*SUPPLIED MATERIAL*:
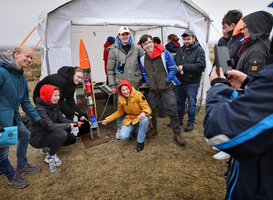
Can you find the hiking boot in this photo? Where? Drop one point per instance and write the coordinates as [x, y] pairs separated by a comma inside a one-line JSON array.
[[45, 150], [178, 138], [17, 181], [152, 132], [57, 161], [169, 125], [28, 169], [117, 134], [140, 146], [189, 127]]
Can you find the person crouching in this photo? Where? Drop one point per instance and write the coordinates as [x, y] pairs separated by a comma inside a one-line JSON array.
[[137, 110]]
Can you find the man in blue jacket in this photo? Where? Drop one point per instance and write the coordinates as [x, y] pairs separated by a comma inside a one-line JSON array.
[[158, 69], [243, 127], [13, 94], [190, 59]]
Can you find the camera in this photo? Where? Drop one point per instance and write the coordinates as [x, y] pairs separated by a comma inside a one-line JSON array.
[[120, 67]]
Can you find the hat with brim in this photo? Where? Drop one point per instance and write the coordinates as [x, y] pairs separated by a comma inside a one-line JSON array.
[[123, 29], [188, 33]]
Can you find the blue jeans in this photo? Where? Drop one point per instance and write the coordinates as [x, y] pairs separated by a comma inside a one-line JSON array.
[[189, 92], [23, 139], [126, 131]]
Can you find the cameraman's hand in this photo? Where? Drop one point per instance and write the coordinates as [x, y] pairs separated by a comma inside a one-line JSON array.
[[214, 75], [237, 78]]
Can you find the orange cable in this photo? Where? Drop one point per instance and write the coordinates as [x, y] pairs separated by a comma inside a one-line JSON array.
[[27, 36]]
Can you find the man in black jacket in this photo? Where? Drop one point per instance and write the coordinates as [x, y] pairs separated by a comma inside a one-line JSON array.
[[255, 50], [190, 59]]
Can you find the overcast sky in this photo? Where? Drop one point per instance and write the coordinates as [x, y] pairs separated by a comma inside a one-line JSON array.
[[19, 17]]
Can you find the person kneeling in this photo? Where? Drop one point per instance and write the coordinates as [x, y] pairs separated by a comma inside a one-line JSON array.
[[53, 132], [137, 110]]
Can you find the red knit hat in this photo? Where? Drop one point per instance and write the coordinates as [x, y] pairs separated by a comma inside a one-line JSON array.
[[46, 92]]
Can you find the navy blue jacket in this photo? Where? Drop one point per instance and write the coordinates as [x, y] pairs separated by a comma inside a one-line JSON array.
[[13, 93], [193, 61], [243, 127]]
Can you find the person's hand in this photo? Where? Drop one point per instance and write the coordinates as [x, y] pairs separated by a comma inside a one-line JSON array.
[[141, 115], [83, 118], [179, 68], [104, 122], [114, 90], [79, 124], [214, 75], [72, 125], [237, 78]]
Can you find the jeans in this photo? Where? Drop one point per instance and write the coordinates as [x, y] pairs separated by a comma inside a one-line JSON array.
[[168, 97], [23, 139], [189, 92], [127, 130]]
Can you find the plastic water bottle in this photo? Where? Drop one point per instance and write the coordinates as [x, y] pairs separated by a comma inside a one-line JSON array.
[[52, 166]]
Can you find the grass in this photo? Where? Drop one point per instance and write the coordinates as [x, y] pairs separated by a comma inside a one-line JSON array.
[[116, 171]]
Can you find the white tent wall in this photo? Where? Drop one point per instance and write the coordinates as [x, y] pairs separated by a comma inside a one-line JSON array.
[[94, 20]]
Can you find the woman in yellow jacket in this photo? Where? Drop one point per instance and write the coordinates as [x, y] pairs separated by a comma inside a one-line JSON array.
[[137, 110]]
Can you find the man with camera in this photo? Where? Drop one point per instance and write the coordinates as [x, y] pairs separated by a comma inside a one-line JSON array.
[[123, 62], [242, 126]]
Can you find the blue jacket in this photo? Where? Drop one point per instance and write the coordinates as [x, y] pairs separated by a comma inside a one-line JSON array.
[[243, 127], [13, 93], [169, 66]]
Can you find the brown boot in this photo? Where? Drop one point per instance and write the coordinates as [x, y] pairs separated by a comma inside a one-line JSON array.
[[152, 132], [178, 138]]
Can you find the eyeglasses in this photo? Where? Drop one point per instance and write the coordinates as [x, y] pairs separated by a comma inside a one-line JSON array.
[[147, 43], [79, 77]]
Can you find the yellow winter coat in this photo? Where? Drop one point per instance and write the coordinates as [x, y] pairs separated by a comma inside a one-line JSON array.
[[133, 105]]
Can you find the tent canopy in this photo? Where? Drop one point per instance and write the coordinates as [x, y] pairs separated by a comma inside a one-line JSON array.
[[63, 25]]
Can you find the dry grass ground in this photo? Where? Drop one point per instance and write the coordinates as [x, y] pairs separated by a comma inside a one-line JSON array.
[[114, 170]]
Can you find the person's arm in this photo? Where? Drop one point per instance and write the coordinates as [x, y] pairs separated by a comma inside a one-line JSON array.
[[198, 65], [241, 125]]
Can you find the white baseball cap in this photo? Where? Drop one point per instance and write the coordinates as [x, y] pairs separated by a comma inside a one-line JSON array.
[[123, 29]]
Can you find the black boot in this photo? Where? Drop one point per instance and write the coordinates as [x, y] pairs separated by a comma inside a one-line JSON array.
[[140, 146]]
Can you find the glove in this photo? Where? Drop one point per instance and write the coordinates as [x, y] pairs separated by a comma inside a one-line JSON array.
[[41, 122]]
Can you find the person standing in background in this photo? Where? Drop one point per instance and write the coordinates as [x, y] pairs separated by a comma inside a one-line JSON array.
[[123, 60], [13, 94]]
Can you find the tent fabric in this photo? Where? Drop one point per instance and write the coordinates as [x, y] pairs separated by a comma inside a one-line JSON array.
[[58, 28]]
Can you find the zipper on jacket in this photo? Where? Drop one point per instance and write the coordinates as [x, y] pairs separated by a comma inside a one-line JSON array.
[[154, 74]]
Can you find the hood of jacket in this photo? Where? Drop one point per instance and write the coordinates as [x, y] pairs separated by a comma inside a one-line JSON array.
[[67, 73], [9, 60], [46, 92], [259, 25], [124, 82], [158, 50]]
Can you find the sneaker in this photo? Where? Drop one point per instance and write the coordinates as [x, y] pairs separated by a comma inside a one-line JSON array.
[[178, 138], [57, 161], [169, 125], [117, 134], [152, 132], [45, 150], [221, 156], [189, 127], [28, 169], [17, 181], [140, 146]]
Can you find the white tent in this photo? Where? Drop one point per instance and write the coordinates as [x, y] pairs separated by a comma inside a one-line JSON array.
[[62, 27]]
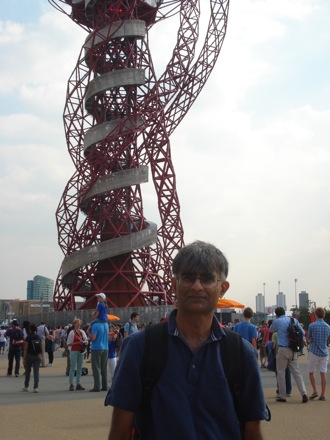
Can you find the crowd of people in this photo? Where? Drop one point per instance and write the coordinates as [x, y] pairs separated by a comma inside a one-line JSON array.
[[98, 343], [191, 356]]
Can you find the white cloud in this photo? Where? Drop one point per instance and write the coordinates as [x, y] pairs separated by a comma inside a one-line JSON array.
[[251, 157]]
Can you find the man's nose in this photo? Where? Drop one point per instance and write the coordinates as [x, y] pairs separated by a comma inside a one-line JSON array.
[[197, 284]]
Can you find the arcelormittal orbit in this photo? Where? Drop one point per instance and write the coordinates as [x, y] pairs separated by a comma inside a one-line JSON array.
[[118, 118]]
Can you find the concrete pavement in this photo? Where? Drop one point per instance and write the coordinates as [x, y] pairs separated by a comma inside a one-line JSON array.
[[58, 414]]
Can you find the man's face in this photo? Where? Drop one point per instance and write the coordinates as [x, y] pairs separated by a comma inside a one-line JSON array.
[[199, 292]]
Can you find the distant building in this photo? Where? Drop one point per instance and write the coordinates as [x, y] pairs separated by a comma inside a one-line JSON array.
[[280, 300], [303, 299], [260, 303], [41, 288]]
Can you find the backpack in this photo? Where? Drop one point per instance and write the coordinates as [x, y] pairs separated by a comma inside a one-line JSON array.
[[35, 345], [154, 360], [296, 337]]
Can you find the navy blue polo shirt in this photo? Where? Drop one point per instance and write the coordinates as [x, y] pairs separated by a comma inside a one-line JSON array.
[[192, 399]]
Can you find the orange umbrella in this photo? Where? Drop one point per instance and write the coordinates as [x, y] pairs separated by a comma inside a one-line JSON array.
[[113, 318], [224, 303]]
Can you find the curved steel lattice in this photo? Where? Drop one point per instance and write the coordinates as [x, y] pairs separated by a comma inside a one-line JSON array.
[[118, 118]]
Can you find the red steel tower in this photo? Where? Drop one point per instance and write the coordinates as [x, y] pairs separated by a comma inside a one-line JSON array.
[[118, 119]]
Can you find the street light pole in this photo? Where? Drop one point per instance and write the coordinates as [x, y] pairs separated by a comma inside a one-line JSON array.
[[264, 285]]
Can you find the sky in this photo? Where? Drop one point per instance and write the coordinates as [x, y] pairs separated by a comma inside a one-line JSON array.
[[252, 156]]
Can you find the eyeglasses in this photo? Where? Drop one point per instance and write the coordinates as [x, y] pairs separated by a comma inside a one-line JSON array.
[[208, 281]]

*YOUR TASK*: Copy everything from the line containing "Can you find the person's arm" down to the line containing "[[123, 29]]", substituting "pale sun visor" for "white baseball cap" and leaving all else unchanged.

*REPLY*:
Can you find the person's arm in this photo? Where? Drop one point per instance and write the coordinates as [x, y] pairs separated by a comma inside a one-line JSON array.
[[198, 65], [241, 125]]
Can you find the pale sun visor in this photo? Where? Drop one point per instance and write the coordinates as [x, y] pairs separated by a comma inside a one-line JSON array.
[[123, 29]]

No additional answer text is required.